--- Start of Document text ---

After encoding, the system optionally measures one or both stabilisers using
ancilla qubits. This is \emph{verification}: a check that the state is in the
code space before proceeding to the logical measurement.

\begin{definition}[Postselection]
\label{def:postselection}
Given $N$ total shots, let $A \subseteq \{1, \ldots, N\}$ be the set of shots
where all measured syndromes are $+1$ (no error detected). The
\emph{postselected ensemble} consists of only the shots in $A$. The
\emph{acceptance rate} is $|A|/N$.
\end{definition}

The system supports four postselection modes:
\begin{center}
\begin{tabular}{lp{8cm}}
\toprule
\textbf{Mode} & \textbf{Behaviour} \\
\midrule
\code{all\_measured} & Discard a shot if \emph{any} measured syndrome is $-1$ \\
\code{z\_only}       & Discard only if the $S_Z$ syndrome is $-1$ \\
\code{x\_only}       & Discard only if the $S_X$ syndrome is $-1$ \\
\code{none}          & Keep all shots regardless of syndrome \\
\bottomrule
\end{tabular}
\end{center}

\begin{intuition}
Postselection is a quality--throughput trade-off. Aggressive postselection
($\code{all\_measured}$) gives higher-quality surviving shots but discards
more data, lowering the acceptance rate. The optimiser's job is to find the
mode that maximises the product of quality and throughput under the prevailing
noise.
\end{intuition}

Two ancilla strategies exist:
\begin{itemize}
  \item \code{dedicated\_pair}: Each stabiliser gets its own ancilla qubit
    (two ancillas total for \code{both} verification). More gates, but no
    risk of mid-circuit reset errors.
  \item \code{reused\_single}: One ancilla, measured and reset between
    stabiliser checks. Fewer qubits, but the reset introduces a potential
    error source.
\end{itemize}

% ── 2.5 Measurement protocol ──────────────────────────────────────────────
\subsection{Measurement Protocol and Observables}
\label{sec:observables}

After preparation and optional verification, the system constructs four
circuits that measure different observables on the same encoded state:

\begin{enumerate}
  \item \textbf{Acceptance circuit.} Measures all data qubits in the $Z$
    basis. No basis rotation before measurement. Used to compute the
    acceptance rate.

--- End of Document text ---
--- Start of Supplied material ---

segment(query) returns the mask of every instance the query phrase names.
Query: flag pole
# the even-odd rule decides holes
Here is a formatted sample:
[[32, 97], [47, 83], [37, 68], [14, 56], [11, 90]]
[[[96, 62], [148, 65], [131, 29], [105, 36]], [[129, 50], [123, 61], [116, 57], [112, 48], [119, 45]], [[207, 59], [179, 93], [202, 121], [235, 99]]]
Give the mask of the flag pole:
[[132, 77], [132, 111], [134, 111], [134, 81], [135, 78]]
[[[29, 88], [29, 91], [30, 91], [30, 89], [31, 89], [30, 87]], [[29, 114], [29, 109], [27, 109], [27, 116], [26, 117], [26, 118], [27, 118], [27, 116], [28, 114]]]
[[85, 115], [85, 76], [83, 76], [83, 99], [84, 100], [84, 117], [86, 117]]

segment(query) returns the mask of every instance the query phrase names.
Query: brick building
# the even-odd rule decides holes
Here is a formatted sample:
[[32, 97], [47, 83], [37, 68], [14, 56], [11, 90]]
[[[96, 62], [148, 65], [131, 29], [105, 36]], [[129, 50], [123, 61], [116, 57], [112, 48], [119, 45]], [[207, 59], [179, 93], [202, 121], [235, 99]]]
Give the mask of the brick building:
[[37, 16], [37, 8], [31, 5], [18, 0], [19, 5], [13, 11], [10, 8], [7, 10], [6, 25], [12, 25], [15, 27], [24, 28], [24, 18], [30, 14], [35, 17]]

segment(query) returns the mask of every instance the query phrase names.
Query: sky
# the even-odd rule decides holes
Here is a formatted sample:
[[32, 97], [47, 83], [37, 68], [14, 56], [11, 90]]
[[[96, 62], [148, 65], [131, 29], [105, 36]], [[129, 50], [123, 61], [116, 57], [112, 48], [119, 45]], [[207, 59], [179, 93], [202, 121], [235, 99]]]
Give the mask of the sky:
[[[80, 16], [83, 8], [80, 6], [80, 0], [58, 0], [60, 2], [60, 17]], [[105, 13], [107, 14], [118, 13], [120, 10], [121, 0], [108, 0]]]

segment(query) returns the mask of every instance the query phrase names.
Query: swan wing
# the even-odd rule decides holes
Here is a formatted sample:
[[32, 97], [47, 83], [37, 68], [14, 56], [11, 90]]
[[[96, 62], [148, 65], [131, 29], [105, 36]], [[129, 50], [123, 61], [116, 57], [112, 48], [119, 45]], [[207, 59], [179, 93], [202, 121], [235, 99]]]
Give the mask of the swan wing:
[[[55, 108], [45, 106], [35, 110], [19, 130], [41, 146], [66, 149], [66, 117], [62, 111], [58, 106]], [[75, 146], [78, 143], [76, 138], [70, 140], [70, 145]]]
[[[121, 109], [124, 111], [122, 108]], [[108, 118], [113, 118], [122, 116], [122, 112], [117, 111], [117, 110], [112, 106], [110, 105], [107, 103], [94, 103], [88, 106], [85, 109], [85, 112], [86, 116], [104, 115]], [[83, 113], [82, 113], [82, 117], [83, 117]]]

--- End of Supplied material ---

§ Task description
According to the postselection text, when does the z_only mode discard a shot? Rely only on the postselection text for your answer.

§ Result of the exercise
It discards a shot only if the S_Z syndrome is −1.